What to work on
Pull out every line in the entries below that contains the word "rampart", copying each one unchanged.

******

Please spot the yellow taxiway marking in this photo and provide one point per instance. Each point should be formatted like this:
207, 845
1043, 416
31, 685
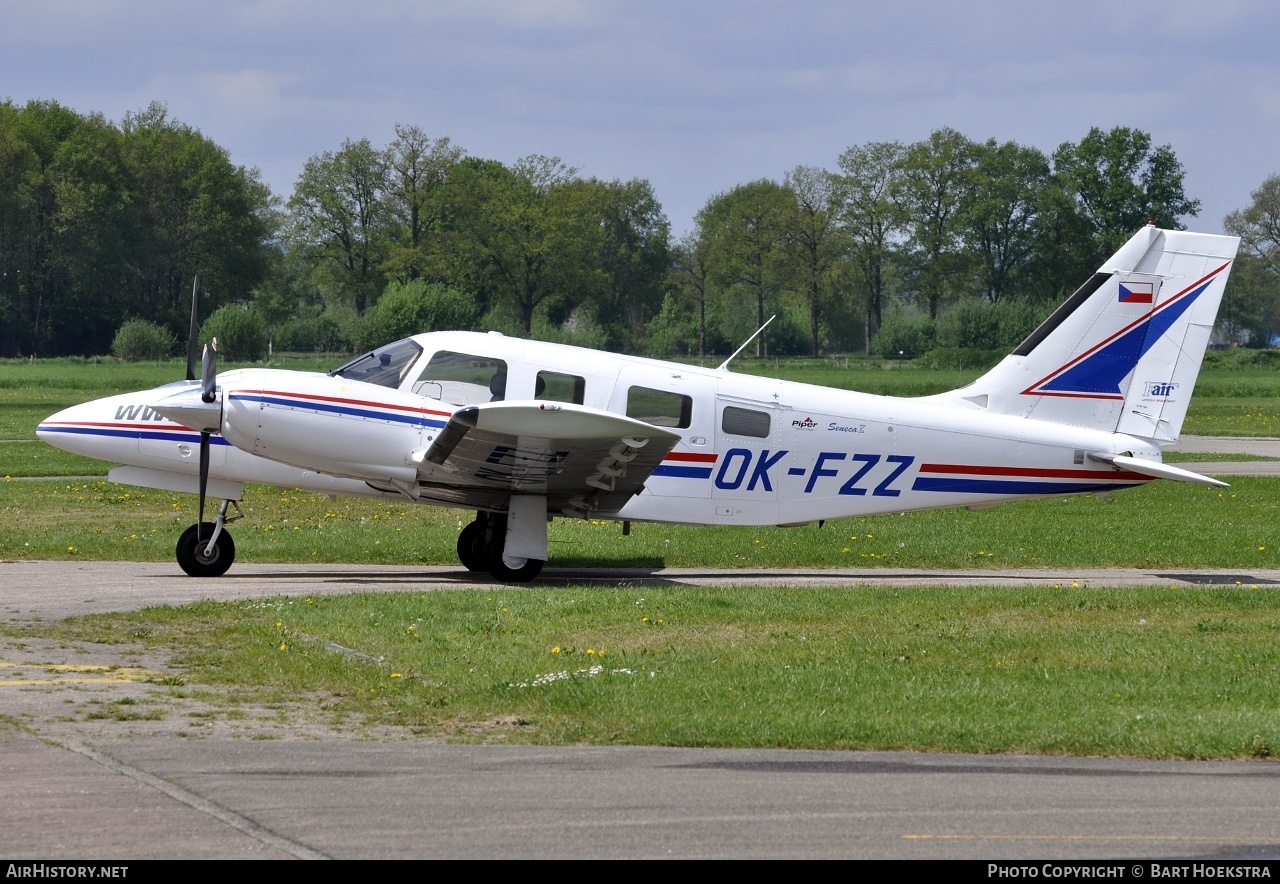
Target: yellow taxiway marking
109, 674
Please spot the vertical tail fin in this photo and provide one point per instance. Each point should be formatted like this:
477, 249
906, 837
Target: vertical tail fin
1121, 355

******

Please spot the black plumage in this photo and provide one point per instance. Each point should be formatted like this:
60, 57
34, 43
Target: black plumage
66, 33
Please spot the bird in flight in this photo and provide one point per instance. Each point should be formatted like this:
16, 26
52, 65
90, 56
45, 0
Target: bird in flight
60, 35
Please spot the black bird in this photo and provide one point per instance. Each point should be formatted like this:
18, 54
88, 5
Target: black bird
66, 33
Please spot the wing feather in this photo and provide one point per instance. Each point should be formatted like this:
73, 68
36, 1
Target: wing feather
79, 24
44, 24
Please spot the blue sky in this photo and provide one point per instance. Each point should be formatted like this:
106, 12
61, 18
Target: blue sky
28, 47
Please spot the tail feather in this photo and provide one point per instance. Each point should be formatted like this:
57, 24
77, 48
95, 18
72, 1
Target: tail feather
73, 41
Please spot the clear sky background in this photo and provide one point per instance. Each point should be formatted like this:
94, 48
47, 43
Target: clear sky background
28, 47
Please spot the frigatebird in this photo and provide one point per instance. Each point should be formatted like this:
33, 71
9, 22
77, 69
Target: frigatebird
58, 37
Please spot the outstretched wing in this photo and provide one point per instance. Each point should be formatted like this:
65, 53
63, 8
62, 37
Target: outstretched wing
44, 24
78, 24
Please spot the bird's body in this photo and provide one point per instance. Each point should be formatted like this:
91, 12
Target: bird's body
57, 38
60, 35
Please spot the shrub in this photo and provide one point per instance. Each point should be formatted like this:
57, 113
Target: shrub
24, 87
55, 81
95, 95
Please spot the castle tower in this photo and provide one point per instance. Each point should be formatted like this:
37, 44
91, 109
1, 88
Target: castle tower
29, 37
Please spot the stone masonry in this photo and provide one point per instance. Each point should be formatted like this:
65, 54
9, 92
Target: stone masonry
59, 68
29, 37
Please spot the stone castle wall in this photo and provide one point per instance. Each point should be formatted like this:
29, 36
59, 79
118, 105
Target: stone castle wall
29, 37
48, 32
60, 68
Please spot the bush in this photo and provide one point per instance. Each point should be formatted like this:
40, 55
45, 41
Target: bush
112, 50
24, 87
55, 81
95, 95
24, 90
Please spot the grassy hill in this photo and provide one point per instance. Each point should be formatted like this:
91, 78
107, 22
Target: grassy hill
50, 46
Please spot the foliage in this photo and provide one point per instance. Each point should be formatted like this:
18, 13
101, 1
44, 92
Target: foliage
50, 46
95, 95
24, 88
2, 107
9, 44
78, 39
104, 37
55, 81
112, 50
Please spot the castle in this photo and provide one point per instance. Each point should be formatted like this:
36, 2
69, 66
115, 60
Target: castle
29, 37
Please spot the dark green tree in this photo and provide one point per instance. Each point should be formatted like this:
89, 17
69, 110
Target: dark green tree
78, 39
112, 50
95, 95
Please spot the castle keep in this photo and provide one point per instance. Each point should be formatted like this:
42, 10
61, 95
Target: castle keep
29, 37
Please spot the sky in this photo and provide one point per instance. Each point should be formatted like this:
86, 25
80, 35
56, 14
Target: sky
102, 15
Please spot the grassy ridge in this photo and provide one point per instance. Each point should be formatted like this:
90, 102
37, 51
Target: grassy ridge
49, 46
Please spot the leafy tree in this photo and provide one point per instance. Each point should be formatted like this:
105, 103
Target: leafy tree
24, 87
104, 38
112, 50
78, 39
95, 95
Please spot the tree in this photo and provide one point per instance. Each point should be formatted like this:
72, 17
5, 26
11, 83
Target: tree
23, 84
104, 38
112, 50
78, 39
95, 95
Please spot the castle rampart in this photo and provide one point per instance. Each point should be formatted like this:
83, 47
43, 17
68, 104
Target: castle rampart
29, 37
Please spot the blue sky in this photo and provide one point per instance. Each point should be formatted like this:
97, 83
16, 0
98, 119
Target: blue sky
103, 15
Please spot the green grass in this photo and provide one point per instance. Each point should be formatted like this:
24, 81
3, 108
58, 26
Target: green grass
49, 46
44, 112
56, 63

******

Task result
Please spot the castle rampart in this photo and provide one point per instance. Each point should be formatted like this:
Target: castle rampart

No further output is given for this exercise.